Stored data
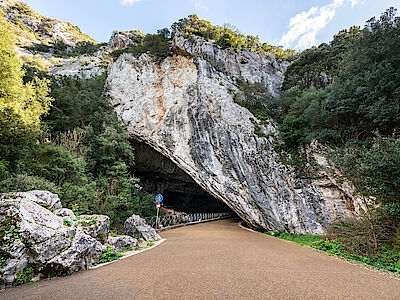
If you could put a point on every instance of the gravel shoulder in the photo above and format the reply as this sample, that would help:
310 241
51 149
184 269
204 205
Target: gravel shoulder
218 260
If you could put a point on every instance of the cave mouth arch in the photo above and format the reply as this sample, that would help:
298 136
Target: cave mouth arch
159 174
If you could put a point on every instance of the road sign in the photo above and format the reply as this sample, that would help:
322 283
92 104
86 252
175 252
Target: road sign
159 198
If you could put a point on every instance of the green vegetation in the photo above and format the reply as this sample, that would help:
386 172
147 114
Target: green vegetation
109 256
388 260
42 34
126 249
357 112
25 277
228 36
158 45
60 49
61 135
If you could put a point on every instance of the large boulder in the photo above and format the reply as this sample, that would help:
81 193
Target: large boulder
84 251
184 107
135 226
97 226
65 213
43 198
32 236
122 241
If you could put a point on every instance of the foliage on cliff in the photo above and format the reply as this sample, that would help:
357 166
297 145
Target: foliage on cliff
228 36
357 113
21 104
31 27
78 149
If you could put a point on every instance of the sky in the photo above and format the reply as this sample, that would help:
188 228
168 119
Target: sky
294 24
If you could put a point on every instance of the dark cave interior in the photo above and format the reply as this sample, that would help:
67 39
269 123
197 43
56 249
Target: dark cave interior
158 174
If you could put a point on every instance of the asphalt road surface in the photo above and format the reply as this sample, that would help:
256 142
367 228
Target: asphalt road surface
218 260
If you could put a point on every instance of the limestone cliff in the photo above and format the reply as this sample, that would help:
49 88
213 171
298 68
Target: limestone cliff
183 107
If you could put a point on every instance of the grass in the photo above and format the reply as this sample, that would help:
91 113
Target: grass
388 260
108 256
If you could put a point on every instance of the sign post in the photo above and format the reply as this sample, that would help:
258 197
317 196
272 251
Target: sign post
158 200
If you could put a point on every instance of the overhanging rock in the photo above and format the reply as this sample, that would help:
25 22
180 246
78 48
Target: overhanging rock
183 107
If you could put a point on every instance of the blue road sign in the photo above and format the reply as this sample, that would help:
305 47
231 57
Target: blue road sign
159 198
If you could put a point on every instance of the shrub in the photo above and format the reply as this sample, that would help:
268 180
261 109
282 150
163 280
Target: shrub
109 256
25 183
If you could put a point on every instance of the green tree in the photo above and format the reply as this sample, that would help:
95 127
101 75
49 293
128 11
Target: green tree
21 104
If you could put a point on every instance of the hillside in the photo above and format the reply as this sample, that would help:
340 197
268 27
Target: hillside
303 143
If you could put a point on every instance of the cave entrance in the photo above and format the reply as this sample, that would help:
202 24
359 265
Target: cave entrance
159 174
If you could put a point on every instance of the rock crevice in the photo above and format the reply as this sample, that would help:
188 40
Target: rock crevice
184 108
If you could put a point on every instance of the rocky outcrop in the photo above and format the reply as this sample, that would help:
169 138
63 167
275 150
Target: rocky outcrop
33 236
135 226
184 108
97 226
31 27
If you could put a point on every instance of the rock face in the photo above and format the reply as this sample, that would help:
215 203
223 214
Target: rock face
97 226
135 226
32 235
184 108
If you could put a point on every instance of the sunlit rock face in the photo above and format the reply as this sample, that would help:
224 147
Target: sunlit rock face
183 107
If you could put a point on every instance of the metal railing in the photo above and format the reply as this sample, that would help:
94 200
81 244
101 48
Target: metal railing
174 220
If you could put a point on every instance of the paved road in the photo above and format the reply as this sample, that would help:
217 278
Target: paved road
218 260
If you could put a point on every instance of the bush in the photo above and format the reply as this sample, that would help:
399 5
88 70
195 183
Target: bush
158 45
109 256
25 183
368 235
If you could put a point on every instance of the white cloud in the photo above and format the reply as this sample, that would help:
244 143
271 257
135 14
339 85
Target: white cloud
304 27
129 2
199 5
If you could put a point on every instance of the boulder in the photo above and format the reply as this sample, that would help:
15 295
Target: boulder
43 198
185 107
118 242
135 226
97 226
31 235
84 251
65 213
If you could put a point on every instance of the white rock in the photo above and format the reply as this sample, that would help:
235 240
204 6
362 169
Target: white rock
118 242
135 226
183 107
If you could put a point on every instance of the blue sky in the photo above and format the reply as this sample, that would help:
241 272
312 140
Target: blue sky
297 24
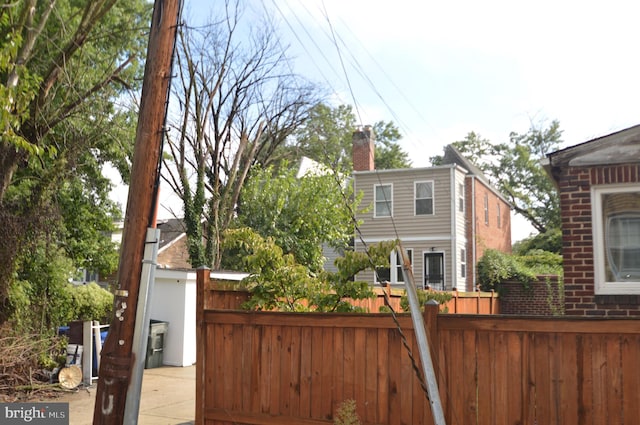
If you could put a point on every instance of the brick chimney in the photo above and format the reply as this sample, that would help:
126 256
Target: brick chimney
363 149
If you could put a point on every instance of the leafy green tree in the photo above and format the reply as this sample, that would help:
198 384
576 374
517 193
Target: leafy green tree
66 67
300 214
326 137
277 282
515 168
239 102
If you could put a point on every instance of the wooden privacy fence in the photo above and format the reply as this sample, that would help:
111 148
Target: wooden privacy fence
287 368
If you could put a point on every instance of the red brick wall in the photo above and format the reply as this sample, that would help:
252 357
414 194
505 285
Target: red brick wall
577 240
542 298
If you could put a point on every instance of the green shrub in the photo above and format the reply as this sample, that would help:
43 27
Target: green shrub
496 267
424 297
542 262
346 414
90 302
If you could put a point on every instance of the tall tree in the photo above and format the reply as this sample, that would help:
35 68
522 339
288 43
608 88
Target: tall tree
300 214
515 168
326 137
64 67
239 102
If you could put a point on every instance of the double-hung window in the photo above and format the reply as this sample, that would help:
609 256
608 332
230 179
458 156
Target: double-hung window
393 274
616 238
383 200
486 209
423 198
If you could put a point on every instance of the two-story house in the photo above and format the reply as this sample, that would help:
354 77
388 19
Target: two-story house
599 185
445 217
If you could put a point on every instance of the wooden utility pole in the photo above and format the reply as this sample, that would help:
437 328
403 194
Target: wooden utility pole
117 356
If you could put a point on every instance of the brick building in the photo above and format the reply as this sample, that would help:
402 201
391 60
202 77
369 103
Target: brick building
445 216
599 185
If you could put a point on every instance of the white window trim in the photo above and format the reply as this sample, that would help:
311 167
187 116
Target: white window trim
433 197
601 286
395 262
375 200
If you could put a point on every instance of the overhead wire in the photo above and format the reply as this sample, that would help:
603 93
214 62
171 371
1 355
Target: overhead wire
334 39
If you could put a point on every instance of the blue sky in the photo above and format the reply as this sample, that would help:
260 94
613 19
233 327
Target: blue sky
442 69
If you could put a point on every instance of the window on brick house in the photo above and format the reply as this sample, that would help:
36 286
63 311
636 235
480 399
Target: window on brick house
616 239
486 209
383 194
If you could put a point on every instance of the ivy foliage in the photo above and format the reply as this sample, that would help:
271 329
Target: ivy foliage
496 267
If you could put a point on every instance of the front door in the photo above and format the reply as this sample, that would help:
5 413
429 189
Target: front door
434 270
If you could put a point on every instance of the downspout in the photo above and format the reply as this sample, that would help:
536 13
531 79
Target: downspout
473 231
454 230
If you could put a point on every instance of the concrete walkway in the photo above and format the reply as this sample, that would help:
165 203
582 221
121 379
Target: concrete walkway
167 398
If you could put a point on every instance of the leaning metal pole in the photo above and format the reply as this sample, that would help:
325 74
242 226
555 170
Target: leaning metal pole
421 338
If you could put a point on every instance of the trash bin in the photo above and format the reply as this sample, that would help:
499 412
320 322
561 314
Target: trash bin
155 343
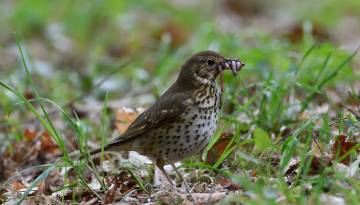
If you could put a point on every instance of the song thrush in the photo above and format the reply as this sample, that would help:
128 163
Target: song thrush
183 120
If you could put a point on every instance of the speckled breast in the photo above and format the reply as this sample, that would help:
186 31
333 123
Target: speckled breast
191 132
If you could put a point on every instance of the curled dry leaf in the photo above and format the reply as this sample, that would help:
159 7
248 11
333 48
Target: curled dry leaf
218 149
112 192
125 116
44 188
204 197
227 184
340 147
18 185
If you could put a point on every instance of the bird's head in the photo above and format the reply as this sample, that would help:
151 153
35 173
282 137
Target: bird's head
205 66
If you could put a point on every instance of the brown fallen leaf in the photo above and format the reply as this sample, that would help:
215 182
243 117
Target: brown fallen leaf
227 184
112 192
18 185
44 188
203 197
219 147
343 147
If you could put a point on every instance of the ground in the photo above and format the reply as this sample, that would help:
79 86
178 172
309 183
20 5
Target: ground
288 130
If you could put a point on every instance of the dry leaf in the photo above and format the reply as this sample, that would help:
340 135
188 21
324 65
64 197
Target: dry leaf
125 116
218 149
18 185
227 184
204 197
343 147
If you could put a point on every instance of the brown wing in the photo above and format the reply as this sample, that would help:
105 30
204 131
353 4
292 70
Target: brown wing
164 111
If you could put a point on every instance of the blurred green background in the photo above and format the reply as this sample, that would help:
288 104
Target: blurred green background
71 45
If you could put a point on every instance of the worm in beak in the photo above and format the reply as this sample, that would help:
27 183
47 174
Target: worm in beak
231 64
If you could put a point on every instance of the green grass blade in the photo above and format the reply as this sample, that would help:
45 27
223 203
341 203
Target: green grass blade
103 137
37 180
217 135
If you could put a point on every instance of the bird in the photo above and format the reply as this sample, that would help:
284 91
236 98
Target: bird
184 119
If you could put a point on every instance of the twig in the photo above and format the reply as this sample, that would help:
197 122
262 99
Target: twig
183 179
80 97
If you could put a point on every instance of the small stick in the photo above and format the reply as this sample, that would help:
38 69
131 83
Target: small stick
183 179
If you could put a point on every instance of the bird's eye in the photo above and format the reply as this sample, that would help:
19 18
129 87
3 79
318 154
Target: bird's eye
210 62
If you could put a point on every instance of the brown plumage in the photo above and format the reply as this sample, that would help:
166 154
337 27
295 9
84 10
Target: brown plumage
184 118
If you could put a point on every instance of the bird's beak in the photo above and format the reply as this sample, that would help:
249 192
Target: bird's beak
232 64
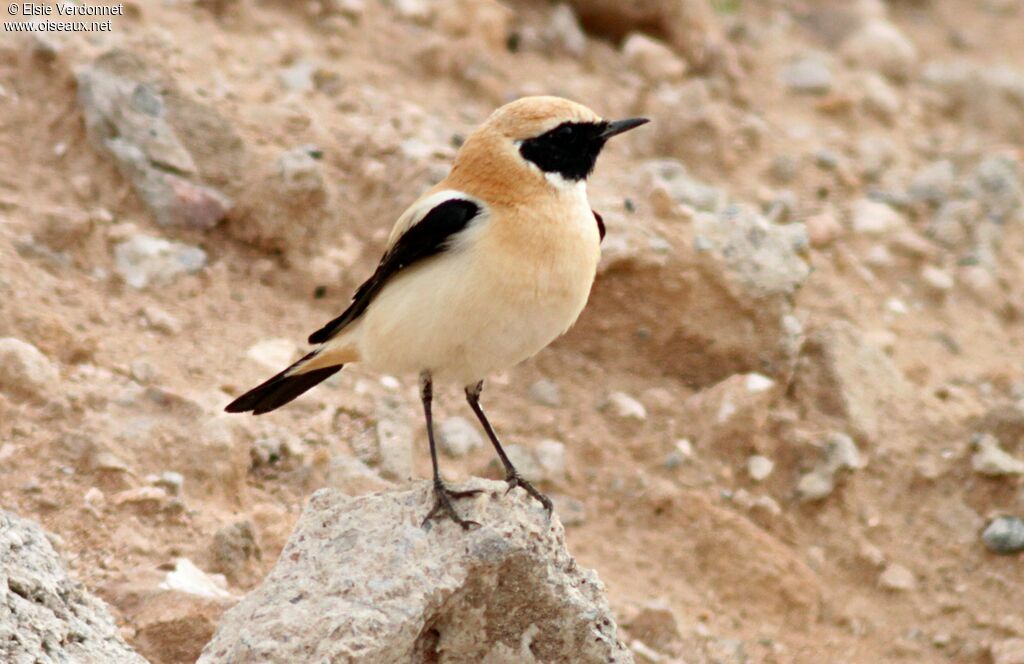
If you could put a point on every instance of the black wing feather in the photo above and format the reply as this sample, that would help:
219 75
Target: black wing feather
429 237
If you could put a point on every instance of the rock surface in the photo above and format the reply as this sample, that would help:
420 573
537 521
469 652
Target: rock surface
---
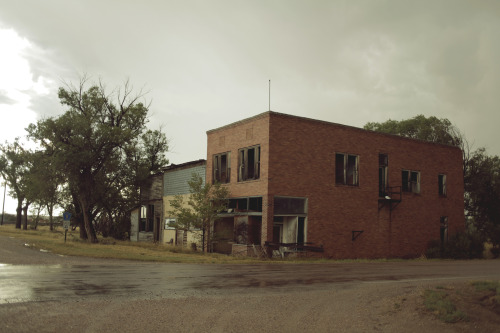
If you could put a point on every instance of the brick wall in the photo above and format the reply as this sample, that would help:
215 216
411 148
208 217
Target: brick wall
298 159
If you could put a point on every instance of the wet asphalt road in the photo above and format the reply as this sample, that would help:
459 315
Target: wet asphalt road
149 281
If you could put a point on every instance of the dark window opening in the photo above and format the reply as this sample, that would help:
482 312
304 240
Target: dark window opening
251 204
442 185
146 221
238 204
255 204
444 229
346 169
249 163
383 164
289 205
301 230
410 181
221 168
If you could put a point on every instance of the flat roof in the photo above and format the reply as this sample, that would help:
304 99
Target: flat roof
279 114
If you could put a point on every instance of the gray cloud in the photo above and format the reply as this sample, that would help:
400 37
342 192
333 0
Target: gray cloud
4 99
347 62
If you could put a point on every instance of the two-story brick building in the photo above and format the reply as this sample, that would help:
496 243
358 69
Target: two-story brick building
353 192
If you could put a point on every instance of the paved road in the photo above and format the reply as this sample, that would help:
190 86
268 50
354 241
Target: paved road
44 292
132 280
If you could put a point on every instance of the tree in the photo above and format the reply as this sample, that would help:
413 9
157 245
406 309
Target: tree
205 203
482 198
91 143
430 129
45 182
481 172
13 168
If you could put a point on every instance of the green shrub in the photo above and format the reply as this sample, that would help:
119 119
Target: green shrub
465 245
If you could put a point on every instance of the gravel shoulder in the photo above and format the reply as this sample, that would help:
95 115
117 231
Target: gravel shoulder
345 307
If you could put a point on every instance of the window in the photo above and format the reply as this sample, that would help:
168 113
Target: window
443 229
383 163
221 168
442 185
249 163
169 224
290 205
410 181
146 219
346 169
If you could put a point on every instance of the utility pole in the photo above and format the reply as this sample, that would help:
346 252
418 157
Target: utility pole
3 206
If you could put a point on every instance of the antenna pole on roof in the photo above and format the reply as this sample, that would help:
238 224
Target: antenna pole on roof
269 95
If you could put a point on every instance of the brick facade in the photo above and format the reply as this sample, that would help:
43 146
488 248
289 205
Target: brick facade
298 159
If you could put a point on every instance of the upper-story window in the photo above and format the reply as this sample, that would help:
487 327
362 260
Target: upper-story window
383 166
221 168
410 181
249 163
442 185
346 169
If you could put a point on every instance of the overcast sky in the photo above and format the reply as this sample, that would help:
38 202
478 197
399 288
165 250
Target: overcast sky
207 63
--
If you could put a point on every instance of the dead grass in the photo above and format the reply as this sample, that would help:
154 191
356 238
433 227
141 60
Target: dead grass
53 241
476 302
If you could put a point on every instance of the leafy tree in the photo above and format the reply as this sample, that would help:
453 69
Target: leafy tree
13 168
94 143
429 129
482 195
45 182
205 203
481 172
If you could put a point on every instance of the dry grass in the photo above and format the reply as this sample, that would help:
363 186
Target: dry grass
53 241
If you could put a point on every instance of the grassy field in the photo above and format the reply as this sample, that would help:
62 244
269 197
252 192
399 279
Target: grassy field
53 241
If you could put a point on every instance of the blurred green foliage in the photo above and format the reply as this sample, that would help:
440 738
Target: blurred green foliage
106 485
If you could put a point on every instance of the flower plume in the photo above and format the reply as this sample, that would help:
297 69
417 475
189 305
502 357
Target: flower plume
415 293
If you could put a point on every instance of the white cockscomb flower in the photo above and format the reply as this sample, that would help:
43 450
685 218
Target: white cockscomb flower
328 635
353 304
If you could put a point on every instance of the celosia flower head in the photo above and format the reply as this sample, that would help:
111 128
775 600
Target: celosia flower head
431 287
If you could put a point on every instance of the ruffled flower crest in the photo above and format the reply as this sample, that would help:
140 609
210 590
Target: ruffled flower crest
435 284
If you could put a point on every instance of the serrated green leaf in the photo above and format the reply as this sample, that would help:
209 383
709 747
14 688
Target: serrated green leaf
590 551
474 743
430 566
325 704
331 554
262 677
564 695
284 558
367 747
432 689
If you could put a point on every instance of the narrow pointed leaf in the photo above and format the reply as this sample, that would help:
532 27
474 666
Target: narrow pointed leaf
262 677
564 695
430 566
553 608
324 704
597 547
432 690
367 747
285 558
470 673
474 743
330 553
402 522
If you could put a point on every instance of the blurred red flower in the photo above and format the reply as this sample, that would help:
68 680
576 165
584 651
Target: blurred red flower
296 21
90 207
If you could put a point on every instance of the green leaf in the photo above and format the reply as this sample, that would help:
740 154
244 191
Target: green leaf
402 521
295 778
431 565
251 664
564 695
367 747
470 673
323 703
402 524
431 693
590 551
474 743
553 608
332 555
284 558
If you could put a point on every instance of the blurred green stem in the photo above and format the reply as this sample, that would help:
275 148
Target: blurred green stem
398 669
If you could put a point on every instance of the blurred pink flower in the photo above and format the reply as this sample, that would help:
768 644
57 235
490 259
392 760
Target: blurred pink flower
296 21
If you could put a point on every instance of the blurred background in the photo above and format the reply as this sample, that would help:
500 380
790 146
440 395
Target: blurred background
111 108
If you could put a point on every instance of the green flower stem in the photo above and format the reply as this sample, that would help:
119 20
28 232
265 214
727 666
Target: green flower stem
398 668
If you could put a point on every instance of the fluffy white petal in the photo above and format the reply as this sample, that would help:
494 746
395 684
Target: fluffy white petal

Task statement: Please gather each line in the items above that contains the word "chimney" and copy those lines out.

Output below:
If you could put a point on every instance of the brick chimney in the photo above and format the reply as this sample, that would help:
Target: brick chimney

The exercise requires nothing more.